Heat stress occurs when an animal's heat load exceeds its capacity to dissipate heat, causing physiological and behavioural responses that compromise welfare, health, and production. As climate change increases average temperatures and the frequency of extreme heat events, heat stress management is an increasingly critical livestock welfare challenge.
Livestock maintain body temperature through: conduction (heat transfer to cooler surfaces), convection (heat loss to moving air), radiation (infrared emission), and evaporation (sweating and panting). At high temperatures and humidity, evaporative cooling becomes less effective (high humidity limits sweat evaporation), radiation and convection cooling reduce (when ambient temperature exceeds body temperature), and animals must increase metabolic heat dissipation through behavioural and physiological responses. When these responses are insufficient, core body temperature rises — heat stroke — causing potentially fatal cellular damage.
Susceptibility to heat stress varies by species: dairy cattle (high metabolic heat from milk production; black and white coats), pigs (cannot sweat; limited panting efficiency), poultry (limited panting capacity; high stocking density generates collective heat), sheep (thick wool insulates against heat as well as cold), and horses (heavy sweating is an efficient but volume-intensive cooling mechanism). High-producing dairy cows are among the most heat-stressed livestock in temperate climates experiencing warming summers.
Signs of heat stress: increased respiration rate (panting — characteristic of severe heat stress), salivation, reduced feed intake (metabolic heat from digestion contributes to heat load), increased water intake, crowding in shade or water sources, reduced activity and social interaction, altered lying patterns (reduced lying to reduce surface-to-surface heat transfer in groups), reduced reproductive performance (conception rates fall in heat-stressed animals), and increased disease susceptibility. Severe heat stress causes collapse, unconsciousness, and death.

******

◆ Explore the material ◆
1. Please revise the heat stress passage from the words "Heat stress occurs" through "livestock welfare challenge.", changing "climate change" to "global warming".
2. According to the heat stress passage, what makes pigs susceptible to heat stress?

******

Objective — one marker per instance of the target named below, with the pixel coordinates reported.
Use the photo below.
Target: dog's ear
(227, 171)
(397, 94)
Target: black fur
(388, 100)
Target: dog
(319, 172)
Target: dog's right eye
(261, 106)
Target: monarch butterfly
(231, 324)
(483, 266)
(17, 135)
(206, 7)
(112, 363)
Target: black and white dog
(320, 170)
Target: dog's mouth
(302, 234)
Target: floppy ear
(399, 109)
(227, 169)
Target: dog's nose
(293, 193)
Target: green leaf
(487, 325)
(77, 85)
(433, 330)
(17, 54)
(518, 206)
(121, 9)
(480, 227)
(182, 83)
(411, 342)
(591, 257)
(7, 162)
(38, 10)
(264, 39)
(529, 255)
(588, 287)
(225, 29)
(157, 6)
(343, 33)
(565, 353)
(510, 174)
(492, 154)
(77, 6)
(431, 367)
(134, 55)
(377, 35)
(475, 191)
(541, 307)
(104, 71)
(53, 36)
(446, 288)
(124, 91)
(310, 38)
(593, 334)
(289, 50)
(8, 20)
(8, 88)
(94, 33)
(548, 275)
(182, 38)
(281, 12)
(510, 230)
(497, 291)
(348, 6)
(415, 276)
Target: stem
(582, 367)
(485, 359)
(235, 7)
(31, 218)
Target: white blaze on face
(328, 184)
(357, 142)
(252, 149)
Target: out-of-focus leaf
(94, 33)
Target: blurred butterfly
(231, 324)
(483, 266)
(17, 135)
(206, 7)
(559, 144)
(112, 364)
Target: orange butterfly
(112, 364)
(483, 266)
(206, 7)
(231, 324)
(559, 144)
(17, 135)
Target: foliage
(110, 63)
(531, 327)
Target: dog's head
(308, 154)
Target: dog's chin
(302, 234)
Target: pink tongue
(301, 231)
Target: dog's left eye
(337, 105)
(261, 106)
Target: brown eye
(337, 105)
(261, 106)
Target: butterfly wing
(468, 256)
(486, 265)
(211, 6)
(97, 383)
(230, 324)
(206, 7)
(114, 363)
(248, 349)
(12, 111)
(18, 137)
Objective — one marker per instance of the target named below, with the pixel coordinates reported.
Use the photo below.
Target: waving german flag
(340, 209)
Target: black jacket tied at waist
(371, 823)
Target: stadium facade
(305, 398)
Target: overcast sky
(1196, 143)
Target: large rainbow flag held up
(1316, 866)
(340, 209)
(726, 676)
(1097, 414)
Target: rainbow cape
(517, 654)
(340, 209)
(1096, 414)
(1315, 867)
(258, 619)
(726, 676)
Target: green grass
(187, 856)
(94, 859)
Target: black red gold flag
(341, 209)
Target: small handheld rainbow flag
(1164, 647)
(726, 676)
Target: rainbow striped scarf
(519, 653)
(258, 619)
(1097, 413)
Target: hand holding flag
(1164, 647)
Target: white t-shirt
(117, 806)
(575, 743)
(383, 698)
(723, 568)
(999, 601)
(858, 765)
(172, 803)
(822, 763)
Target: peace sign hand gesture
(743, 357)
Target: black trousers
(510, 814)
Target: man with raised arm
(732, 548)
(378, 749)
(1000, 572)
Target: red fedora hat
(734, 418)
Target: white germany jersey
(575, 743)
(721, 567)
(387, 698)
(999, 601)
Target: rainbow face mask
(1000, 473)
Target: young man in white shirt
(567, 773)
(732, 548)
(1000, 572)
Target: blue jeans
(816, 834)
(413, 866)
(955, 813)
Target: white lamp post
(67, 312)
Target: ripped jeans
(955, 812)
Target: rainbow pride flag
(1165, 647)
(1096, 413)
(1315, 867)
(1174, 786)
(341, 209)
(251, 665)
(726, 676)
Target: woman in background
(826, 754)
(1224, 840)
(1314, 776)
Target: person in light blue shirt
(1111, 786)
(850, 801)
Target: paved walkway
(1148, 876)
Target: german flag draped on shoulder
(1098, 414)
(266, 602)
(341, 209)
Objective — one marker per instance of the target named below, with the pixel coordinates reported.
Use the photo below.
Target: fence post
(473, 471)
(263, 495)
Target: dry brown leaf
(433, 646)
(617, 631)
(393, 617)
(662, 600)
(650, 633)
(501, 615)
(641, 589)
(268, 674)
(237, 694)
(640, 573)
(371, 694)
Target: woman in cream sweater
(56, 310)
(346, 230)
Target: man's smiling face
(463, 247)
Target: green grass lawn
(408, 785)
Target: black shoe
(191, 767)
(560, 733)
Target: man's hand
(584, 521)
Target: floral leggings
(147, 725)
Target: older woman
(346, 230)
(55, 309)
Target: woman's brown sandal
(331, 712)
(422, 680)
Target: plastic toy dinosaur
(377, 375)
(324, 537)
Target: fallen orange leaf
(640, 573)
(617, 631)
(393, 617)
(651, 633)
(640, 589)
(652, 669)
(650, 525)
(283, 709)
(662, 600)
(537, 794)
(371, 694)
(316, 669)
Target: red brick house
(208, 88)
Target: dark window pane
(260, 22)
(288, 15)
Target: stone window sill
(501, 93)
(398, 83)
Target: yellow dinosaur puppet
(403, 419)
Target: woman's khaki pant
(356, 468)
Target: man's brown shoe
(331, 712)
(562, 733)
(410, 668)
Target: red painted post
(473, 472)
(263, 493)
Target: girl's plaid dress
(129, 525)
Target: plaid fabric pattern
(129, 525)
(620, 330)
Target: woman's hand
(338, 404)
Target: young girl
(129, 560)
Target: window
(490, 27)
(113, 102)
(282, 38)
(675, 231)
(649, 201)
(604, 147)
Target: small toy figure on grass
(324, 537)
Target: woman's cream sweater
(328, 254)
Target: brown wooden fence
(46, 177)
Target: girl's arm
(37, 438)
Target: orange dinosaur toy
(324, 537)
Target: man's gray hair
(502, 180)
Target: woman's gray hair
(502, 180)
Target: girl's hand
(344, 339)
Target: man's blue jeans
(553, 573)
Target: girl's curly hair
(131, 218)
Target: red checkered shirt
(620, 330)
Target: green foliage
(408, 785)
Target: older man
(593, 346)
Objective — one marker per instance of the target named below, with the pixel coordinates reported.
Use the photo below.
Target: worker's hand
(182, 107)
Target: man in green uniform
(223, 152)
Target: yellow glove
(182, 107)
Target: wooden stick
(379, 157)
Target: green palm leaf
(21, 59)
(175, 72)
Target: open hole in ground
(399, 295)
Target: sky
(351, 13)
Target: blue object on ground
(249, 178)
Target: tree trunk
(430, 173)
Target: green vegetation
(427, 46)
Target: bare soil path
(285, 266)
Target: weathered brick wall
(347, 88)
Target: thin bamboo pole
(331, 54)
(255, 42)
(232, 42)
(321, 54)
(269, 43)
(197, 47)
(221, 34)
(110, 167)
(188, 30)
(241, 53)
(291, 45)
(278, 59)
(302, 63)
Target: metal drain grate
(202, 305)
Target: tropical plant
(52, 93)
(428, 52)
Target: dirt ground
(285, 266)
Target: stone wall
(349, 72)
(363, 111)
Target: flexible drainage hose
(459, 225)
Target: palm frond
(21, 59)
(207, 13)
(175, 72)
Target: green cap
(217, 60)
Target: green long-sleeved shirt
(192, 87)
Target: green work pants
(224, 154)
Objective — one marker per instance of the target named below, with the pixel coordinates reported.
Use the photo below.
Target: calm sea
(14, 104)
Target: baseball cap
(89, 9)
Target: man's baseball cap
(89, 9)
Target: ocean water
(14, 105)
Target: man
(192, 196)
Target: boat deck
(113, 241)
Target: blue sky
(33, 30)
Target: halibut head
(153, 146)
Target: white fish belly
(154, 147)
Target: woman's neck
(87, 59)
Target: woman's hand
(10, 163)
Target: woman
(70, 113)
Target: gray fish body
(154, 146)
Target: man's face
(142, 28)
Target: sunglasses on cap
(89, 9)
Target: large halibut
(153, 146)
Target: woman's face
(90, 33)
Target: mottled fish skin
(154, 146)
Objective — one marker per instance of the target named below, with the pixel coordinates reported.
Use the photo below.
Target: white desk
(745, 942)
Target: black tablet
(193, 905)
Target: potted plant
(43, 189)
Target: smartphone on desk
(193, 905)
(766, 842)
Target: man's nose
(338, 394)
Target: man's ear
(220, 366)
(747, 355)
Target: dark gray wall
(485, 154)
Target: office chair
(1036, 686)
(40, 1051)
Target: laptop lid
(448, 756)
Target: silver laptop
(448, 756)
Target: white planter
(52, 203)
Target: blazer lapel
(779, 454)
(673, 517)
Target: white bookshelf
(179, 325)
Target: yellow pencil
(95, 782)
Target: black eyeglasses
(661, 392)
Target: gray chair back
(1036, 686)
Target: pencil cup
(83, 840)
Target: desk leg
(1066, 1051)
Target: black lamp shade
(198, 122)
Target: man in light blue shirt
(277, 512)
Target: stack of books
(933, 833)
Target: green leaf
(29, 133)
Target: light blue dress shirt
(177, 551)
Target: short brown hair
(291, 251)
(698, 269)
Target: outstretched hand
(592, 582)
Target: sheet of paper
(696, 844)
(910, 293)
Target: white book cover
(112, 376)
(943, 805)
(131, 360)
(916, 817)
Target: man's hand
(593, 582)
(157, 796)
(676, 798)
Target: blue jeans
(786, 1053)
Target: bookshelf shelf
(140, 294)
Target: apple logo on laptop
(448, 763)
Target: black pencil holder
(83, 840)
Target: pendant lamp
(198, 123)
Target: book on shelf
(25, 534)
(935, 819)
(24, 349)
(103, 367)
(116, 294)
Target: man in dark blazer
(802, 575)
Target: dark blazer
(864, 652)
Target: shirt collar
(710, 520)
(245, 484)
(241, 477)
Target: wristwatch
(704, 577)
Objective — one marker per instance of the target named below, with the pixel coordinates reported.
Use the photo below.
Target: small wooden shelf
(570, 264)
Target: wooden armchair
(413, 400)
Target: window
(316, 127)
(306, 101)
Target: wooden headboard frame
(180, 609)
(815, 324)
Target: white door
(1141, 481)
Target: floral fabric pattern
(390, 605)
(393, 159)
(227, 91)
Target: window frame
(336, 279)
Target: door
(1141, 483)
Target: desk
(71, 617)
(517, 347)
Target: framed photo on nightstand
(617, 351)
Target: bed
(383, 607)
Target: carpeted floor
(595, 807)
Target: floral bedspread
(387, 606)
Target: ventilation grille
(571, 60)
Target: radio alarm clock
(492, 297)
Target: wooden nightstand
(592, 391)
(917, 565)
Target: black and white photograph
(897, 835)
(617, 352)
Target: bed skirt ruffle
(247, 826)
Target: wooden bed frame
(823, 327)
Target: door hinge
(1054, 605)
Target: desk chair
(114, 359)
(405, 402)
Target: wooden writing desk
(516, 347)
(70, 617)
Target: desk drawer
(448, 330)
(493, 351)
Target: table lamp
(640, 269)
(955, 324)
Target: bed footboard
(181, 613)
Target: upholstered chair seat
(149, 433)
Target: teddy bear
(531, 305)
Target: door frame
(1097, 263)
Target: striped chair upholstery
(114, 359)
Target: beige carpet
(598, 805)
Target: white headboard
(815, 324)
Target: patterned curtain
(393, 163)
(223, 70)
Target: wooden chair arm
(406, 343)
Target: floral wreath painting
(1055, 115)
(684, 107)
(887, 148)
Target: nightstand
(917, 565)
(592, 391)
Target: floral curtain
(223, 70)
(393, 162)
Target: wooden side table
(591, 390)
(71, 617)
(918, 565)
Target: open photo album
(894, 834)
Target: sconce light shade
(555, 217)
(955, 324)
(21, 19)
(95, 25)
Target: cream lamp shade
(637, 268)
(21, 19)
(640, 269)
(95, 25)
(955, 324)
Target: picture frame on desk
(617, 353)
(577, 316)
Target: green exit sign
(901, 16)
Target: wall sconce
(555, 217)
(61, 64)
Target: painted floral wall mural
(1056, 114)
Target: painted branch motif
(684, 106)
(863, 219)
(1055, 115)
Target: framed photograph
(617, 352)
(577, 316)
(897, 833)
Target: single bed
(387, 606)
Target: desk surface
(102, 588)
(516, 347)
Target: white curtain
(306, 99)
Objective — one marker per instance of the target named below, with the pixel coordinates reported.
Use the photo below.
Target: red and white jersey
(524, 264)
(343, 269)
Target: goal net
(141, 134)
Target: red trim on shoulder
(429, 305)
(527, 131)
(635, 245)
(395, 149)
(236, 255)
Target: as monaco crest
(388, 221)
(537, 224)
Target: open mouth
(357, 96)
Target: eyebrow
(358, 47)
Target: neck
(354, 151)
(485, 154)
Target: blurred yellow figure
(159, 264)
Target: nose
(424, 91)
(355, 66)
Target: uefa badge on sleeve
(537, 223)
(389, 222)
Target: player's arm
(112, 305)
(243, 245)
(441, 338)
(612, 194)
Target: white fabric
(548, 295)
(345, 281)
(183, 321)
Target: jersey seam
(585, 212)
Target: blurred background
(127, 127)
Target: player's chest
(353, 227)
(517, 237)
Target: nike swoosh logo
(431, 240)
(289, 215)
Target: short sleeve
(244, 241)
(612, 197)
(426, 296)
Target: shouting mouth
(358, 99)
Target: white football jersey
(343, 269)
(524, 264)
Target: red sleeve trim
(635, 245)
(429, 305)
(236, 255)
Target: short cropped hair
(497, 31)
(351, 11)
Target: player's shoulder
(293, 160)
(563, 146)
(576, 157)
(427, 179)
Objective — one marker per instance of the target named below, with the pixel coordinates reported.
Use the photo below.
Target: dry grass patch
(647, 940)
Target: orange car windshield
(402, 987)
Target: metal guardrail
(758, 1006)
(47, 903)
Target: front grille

******

◆ Results ◆
1.
Heat stress occurs when an animal's heat load exceeds its capacity to dissipate heat, causing physiological and behavioural responses that compromise welfare, health, and production. As global warming increases average temperatures and the frequency of extreme heat events, heat stress management is an increasingly critical livestock welfare challenge.

2. Pigs cannot sweat and have limited panting efficiency.